**WORK TO BE COMPLETED**
Output the data below in full, byte for byte. Nothing may differ.
------------------------------------------------------------
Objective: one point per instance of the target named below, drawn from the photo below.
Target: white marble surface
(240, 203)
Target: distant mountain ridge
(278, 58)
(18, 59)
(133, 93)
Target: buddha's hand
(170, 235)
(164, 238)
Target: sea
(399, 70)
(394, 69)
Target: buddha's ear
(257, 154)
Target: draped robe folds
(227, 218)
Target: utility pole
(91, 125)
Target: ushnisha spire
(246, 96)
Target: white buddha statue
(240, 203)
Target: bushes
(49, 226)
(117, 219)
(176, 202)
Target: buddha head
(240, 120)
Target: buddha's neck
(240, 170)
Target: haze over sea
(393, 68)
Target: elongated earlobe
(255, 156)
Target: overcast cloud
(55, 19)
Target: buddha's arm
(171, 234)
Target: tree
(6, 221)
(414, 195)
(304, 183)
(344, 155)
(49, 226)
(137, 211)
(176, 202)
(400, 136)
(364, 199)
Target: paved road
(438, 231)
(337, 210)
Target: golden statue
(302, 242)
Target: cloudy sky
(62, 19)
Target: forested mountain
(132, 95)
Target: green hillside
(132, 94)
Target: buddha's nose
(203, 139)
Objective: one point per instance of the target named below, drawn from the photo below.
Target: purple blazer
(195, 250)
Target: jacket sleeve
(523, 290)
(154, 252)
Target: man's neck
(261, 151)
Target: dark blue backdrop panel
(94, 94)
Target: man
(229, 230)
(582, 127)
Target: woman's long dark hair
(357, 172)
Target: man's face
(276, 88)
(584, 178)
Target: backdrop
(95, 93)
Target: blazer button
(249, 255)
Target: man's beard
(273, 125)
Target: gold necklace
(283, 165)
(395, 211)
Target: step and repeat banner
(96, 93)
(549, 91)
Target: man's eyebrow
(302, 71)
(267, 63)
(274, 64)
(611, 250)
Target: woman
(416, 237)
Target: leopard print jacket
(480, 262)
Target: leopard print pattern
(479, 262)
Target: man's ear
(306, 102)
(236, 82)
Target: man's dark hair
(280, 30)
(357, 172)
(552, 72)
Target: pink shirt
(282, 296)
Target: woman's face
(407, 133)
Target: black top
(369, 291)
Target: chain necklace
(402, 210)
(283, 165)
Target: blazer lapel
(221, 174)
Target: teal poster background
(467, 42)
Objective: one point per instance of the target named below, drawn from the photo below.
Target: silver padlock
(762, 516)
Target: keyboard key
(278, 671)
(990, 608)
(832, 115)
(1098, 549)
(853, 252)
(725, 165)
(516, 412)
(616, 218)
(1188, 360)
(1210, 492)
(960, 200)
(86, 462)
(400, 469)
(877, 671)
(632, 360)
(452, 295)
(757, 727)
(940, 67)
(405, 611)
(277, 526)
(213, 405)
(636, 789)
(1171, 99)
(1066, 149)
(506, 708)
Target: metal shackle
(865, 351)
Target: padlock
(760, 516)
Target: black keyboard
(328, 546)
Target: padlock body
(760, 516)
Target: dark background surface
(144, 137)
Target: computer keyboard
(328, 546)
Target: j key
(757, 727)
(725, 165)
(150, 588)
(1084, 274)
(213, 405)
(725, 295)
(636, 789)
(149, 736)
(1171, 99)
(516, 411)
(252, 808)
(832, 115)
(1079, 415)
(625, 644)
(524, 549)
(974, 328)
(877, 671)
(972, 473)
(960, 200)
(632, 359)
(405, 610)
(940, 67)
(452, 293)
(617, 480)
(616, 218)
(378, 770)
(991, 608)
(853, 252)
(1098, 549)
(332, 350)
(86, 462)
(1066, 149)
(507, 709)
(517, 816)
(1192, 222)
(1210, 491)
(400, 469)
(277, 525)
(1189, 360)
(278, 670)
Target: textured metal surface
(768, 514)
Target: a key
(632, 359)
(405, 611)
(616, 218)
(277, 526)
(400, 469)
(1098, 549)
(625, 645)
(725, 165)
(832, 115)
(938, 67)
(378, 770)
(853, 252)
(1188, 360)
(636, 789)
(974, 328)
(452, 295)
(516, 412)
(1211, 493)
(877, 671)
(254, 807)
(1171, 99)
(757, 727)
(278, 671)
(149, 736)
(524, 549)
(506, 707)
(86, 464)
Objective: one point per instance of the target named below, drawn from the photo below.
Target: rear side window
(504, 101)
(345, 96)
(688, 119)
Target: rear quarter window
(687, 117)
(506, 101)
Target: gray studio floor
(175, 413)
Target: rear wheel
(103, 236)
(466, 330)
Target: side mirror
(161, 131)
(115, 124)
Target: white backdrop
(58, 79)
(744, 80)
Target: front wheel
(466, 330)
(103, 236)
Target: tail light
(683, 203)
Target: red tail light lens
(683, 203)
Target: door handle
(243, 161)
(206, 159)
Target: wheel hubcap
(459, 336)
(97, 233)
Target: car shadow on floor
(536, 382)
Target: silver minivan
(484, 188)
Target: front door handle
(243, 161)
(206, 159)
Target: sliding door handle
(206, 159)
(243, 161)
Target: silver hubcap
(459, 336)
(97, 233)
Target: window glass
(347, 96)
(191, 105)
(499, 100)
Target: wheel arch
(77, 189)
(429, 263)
------------------------------------------------------------
**ANSWER SPACE**
Objective: one point per instance of the target named below, drawn from the photo below.
Target: white marble surface
(240, 203)
Target: distant mountain ridge
(278, 58)
(18, 59)
(133, 93)
Target: buddha's hand
(170, 235)
(164, 238)
Target: sea
(399, 70)
(394, 69)
Target: buddha's ear
(257, 154)
Target: draped robe folds
(227, 218)
Target: utility pole
(91, 125)
Target: ushnisha spire
(246, 96)
Target: white buddha statue
(240, 203)
Target: bushes
(49, 226)
(117, 219)
(176, 202)
Target: buddha head
(240, 120)
Target: buddha's neck
(240, 170)
Target: haze over sea
(393, 68)
Target: elongated earlobe
(255, 156)
Target: overcast cloud
(55, 19)
Target: buddha's arm
(171, 234)
Target: tree
(6, 221)
(414, 195)
(304, 183)
(344, 155)
(49, 226)
(137, 211)
(176, 202)
(400, 136)
(364, 199)
Target: paved road
(438, 231)
(337, 210)
Target: golden statue
(302, 242)
Target: cloudy sky
(62, 19)
Target: forested mountain
(132, 95)
Target: green hillside
(132, 94)
Target: buddha's nose
(203, 139)
Objective: one point per instance of the target named below, drawn from the photo below.
Target: purple blazer
(195, 250)
Target: jacket sleeve
(523, 290)
(154, 252)
Target: man's neck
(261, 151)
Target: dark blue backdrop panel
(94, 94)
Target: man
(229, 230)
(582, 127)
Target: woman's long dark hair
(357, 172)
Target: man's face
(276, 88)
(584, 178)
Target: backdrop
(95, 93)
Target: blazer button
(249, 255)
Target: man's beard
(273, 125)
Target: gold necklace
(283, 165)
(395, 211)
Target: step and repeat banner
(96, 93)
(549, 91)
Target: man's eyebrow
(302, 71)
(267, 63)
(274, 64)
(611, 250)
Target: woman
(416, 237)
Target: leopard print jacket
(480, 262)
Target: leopard print pattern
(479, 262)
Target: man's ear
(306, 102)
(236, 82)
Target: man's dark hair
(280, 30)
(357, 172)
(552, 72)
Target: pink shirt
(282, 296)
Target: woman's face
(407, 133)
Target: black top
(369, 291)
Target: chain necklace
(402, 210)
(283, 165)
Target: blazer lapel
(221, 174)
Target: teal poster background
(467, 42)
Objective: one point per instance of the target named below, drawn from the photo below.
Target: silver padlock
(762, 516)
Target: keyboard key
(278, 671)
(990, 608)
(832, 115)
(1098, 549)
(853, 252)
(725, 165)
(516, 412)
(616, 218)
(1188, 360)
(1210, 492)
(960, 200)
(86, 462)
(400, 469)
(877, 671)
(632, 360)
(452, 295)
(757, 727)
(940, 67)
(405, 611)
(277, 526)
(213, 405)
(636, 789)
(1171, 99)
(1066, 149)
(506, 708)
Target: metal shackle
(865, 351)
Target: padlock
(760, 516)
Target: black keyboard
(328, 546)
Target: padlock body
(760, 516)
Target: dark background surface
(144, 137)
Target: computer keyboard
(328, 546)
Target: j key
(757, 727)
(725, 165)
(150, 588)
(1084, 274)
(213, 405)
(725, 295)
(636, 789)
(149, 736)
(1171, 99)
(516, 411)
(252, 808)
(832, 115)
(1079, 415)
(625, 644)
(524, 549)
(974, 328)
(877, 671)
(972, 473)
(960, 200)
(632, 359)
(405, 610)
(940, 67)
(452, 293)
(617, 480)
(616, 218)
(378, 770)
(991, 608)
(853, 252)
(1098, 549)
(332, 350)
(86, 462)
(1066, 149)
(507, 709)
(517, 816)
(1192, 222)
(1210, 491)
(400, 469)
(277, 525)
(1189, 360)
(278, 670)
Target: textured metal surface
(768, 514)
Target: a key
(632, 359)
(405, 611)
(616, 218)
(277, 526)
(400, 469)
(1098, 549)
(625, 645)
(725, 165)
(832, 115)
(938, 67)
(378, 770)
(853, 252)
(1188, 360)
(636, 789)
(974, 328)
(452, 295)
(516, 412)
(1211, 493)
(877, 671)
(254, 807)
(1171, 99)
(757, 727)
(278, 671)
(149, 736)
(524, 549)
(506, 707)
(86, 464)
Objective: one point per instance of the target named below, drawn from the photo below.
Target: rear side window
(504, 101)
(345, 96)
(688, 119)
Target: rear quarter window
(687, 117)
(506, 101)
Target: gray studio floor
(175, 413)
Target: rear wheel
(103, 236)
(466, 330)
Target: side mirror
(161, 131)
(115, 124)
Target: white backdrop
(58, 79)
(744, 80)
Target: front wheel
(466, 330)
(103, 236)
Target: tail light
(683, 203)
Target: red tail light lens
(683, 203)
Target: door handle
(243, 161)
(206, 159)
Target: wheel hubcap
(459, 336)
(97, 233)
Target: car shadow on floor
(536, 382)
Target: silver minivan
(484, 188)
Target: front door handle
(243, 161)
(206, 159)
Target: sliding door handle
(206, 159)
(243, 161)
Target: silver hubcap
(459, 336)
(97, 233)
Target: window glass
(347, 96)
(191, 105)
(499, 100)
Target: wheel arch
(77, 189)
(429, 263)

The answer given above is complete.